__Try it__:
Set down every entry again word for word, please, but skip the pictures.

__Input for this task__:
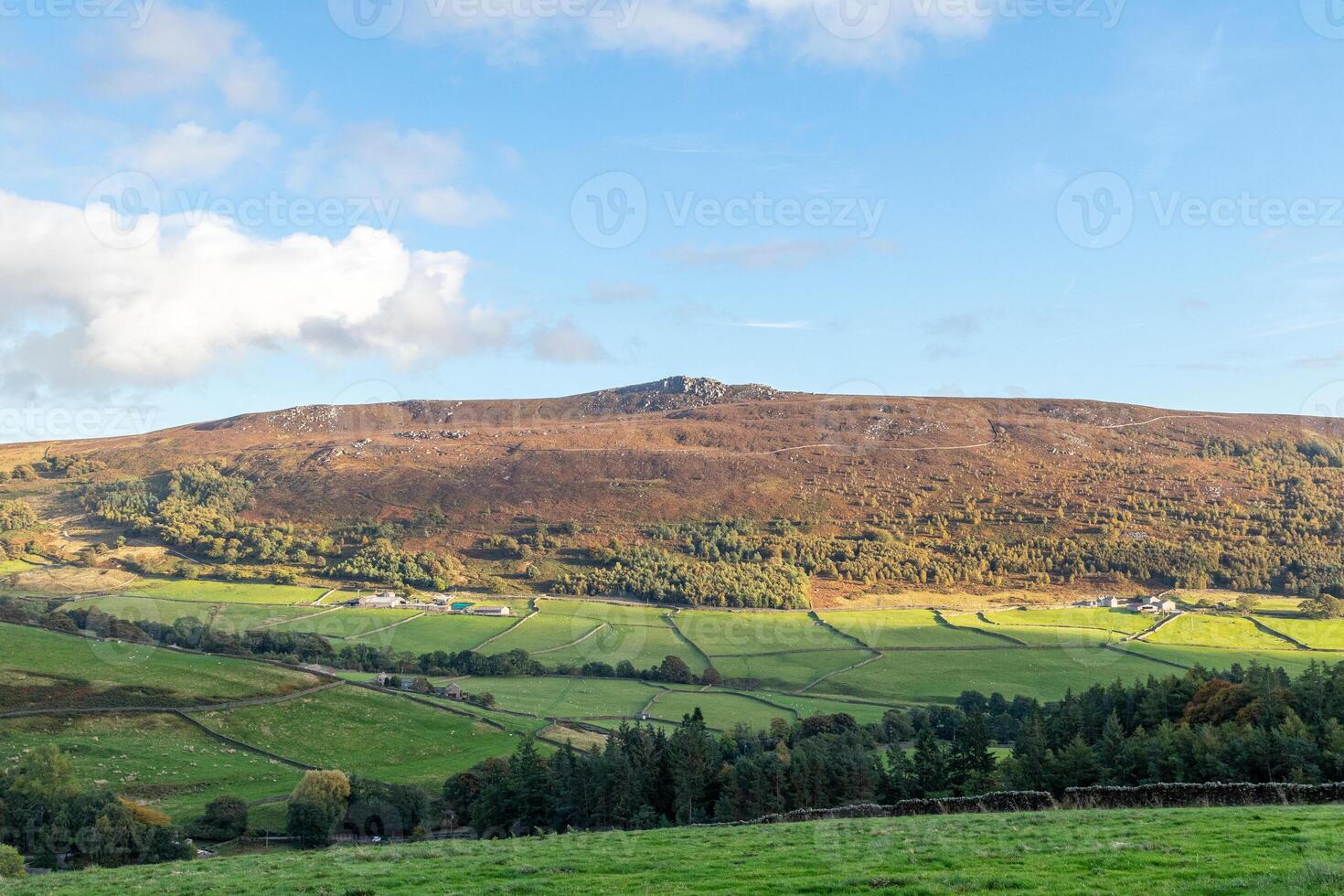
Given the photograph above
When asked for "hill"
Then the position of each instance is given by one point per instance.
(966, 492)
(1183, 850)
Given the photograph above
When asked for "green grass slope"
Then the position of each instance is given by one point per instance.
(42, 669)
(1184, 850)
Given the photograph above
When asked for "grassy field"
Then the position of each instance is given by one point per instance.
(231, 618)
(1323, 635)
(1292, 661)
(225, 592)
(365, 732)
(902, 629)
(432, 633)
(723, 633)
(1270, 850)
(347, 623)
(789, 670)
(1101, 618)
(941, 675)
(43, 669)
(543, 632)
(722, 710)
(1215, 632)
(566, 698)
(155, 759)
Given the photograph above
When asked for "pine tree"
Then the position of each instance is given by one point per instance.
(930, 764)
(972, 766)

__Answer to this exercise__:
Given the photograph above
When asked for "hill"
Then the position of each instance is given by one point per instance.
(966, 492)
(1183, 850)
Given the photograph above
When asked for "green grass slope"
Then the position of each instance is given by one point per instance.
(42, 669)
(1184, 850)
Given the photograph above
When asked for "grassy field"
Then the position of each instance is given by one point per instance.
(231, 618)
(1323, 635)
(1292, 661)
(225, 592)
(365, 732)
(902, 629)
(432, 633)
(723, 633)
(1270, 850)
(347, 623)
(789, 670)
(1101, 618)
(941, 675)
(43, 669)
(543, 632)
(722, 710)
(1215, 632)
(566, 698)
(155, 759)
Given the photograph above
When asked for "pine tree"
Then the position of each instance is given by one point per instance.
(930, 764)
(972, 766)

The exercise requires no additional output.